- _Record excerpts_
◇ ◇ ◇ ◇
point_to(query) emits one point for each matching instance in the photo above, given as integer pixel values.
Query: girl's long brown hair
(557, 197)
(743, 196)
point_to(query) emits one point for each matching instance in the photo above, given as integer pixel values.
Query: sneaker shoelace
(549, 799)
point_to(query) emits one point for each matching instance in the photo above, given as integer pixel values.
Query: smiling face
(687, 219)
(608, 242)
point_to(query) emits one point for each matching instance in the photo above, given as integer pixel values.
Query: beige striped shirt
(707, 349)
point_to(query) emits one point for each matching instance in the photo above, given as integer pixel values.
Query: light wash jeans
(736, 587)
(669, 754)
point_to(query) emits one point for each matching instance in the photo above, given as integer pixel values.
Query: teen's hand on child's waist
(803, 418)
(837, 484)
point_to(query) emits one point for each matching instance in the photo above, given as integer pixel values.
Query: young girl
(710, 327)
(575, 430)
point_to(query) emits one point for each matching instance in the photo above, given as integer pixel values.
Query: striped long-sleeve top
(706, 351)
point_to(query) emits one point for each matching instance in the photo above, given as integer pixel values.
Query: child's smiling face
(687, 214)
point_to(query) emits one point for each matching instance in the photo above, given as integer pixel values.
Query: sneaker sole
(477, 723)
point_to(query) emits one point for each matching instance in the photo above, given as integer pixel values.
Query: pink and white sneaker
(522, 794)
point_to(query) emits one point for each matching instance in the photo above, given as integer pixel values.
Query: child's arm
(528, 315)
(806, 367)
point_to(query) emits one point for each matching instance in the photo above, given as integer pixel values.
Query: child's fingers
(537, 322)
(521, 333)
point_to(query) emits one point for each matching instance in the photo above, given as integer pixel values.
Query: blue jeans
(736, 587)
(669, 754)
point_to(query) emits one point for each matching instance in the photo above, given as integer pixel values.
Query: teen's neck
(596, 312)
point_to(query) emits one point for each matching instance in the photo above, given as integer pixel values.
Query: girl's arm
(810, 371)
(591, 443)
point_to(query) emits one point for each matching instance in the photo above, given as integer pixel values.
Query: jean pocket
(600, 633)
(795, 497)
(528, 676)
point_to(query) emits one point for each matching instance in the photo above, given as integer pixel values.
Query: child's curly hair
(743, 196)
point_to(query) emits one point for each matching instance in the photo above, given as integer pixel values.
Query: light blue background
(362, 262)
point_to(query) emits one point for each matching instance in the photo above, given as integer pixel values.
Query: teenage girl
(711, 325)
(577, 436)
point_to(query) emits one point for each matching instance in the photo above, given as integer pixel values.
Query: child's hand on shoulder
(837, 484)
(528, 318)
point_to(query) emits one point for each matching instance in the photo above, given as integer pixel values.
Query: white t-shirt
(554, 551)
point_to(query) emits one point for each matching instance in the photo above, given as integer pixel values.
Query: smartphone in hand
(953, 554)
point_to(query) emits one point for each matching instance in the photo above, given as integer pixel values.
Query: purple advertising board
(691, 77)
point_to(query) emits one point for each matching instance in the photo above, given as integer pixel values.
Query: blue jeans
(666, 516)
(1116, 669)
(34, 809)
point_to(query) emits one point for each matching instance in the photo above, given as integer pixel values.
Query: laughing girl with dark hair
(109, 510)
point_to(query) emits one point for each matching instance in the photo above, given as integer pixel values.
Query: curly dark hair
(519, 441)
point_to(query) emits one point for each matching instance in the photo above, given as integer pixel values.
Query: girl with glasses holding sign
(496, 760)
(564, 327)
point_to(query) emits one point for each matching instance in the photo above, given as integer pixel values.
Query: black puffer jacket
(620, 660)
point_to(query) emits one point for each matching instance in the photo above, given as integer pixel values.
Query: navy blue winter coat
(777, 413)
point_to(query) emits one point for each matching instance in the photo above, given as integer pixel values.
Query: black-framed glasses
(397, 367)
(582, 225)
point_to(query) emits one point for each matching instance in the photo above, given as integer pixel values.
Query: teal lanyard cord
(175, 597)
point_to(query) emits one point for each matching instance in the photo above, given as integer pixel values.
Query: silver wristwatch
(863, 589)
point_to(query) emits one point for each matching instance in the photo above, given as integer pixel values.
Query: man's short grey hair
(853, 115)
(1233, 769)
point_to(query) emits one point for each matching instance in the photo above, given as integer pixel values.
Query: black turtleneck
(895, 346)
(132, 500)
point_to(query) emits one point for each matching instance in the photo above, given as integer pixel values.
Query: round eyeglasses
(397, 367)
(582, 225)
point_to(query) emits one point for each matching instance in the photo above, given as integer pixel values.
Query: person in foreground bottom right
◇ ◇ ◇ ◇
- _Instructions for the task_
Using the data above, output each line exactly.

- _Complete output_
point_to(query) emits one point for each matching instance in the photo above, given as integer pixel values.
Query: girl's long brown hair
(557, 197)
(743, 196)
point_to(query) emits one point for each matching instance in the photo above, given as integer pixel values.
Query: sneaker shoelace
(549, 799)
point_to(query) emits one point for each matching instance in the photo above, given as integer pixel values.
Query: smiling face
(687, 219)
(608, 242)
point_to(query) emits one point for each matching instance in the photo above, given as integer pixel values.
Query: beige striped shirt
(707, 349)
point_to(query) emits one point for each matching instance in the photo above, given as integer pixel values.
Query: light wash jeans
(736, 587)
(669, 754)
point_to(query) emits one point for each matching instance in the photo above, given as integer pixel values.
Query: teen's hand on child's waist
(803, 418)
(837, 484)
point_to(query) emits one point for each matching instance in the photo above, given as integer pixel values.
Query: young girl
(710, 327)
(575, 430)
point_to(query) emits one point for each matching instance in the photo above, given as integer pixel values.
Query: striped long-sleeve top
(706, 351)
point_to(query) emits one point for each matching instance in the photo above, given as integer pixel values.
Query: child's smiling face
(687, 214)
point_to(query) emits one point for each matching instance in the photo above, given as integer pixel values.
Query: sneaker sole
(477, 723)
point_to(query) emits one point for each matching instance in the photo above, given as integer pixel values.
Query: pink and white sneaker
(522, 794)
point_to(query) emits one point for each matching instance in the photo above, given as integer pixel values.
Query: child's arm
(528, 315)
(806, 367)
point_to(query) emits one point for each matching instance in the photo above, given as integer pixel values.
Query: child's fingers
(537, 322)
(521, 333)
point_to(query) emits one point for each matching instance in the photo above, given as integer pixel values.
Query: blue jeans
(736, 587)
(669, 754)
point_to(query) emits one point for each matching instance in the photo above, given as integer pixel values.
Query: teen's neck
(596, 312)
point_to(query) emits one point for each matching instance in the photo above, given as integer pixel values.
Query: girl's arm
(810, 371)
(591, 443)
point_to(query) emits one point for each matching instance in the photo above, given as integer pixel values.
Query: jean pocket
(600, 633)
(795, 497)
(528, 676)
point_to(query) emits one point for each matching instance in the photo above, given as integer pixel values.
Query: child's curly hair
(743, 196)
point_to(query) emits one point for each matching instance in the photo above, given as integer pixel values.
Query: light blue background
(362, 262)
point_to(query) emits one point for each matching instance in the photo above, given as integer pixel values.
Query: teenage girl
(711, 325)
(577, 436)
point_to(query) emits one point for each matching instance in the photo above, given as integer pixel values.
Query: child's hand on shoulder
(837, 484)
(528, 318)
point_to(query) emits one point for each matching instance in the photo above, given as integer pixel values.
Query: white t-shirt
(554, 551)
point_to(query) emits one point for each matching instance in the photo above, given as integer pixel values.
Query: smartphone in hand
(953, 554)
point_to(query) emits one point for each matching instance in the photo above, given as integer pixel values.
Query: purple advertising board
(691, 77)
point_to(query) emits one point for each matching instance in the photo above, given as integer pixel values.
Query: blue jeans
(666, 516)
(1116, 669)
(34, 809)
point_to(query) emits one point for each matching instance in the photo above, given as integer pixel values.
Query: laughing girl with dark hair
(109, 510)
point_to(query) emits one point for each matching instance in the photo above, given as integer pixel values.
Query: curly dark hair
(519, 441)
point_to(query) emits one point for each matching instance in the photo above, given as integer pixel values.
Query: girl with glasses holding sign
(496, 760)
(564, 327)
point_to(query) emits one point for each matching instance in the photo above, given as integer pixel values.
Query: black puffer jacket
(620, 660)
point_to(query) emits one point for each matching instance in the photo above, given as integer pixel values.
Query: navy blue winter coat
(777, 413)
point_to(query) emits one point for each matching instance in the photo above, given as integer pixel values.
Query: black-framed glasses
(397, 367)
(582, 225)
point_to(query) emits one point for each matching instance in the photo above, given as integer pixel values.
Query: teal lanyard cord
(175, 597)
point_to(query) emits one point for each matching instance in the photo above, given as integer pixel values.
Query: silver wristwatch
(863, 589)
point_to(query) emits one point for each matching instance in the photo above, given as integer pixel values.
Query: man's short grey hair
(853, 115)
(1233, 769)
point_to(query) emits one point for each matching instance in the photo above, given as integer pixel values.
Query: black turtleneck
(895, 346)
(132, 500)
point_to(query) emits one point for each matching instance in the photo above, given as integer pixel values.
Query: round eyeglasses
(397, 367)
(582, 225)
point_to(query) emits one point for each matching instance in the photo above, given as integer pixel values.
Query: person in foreground bottom right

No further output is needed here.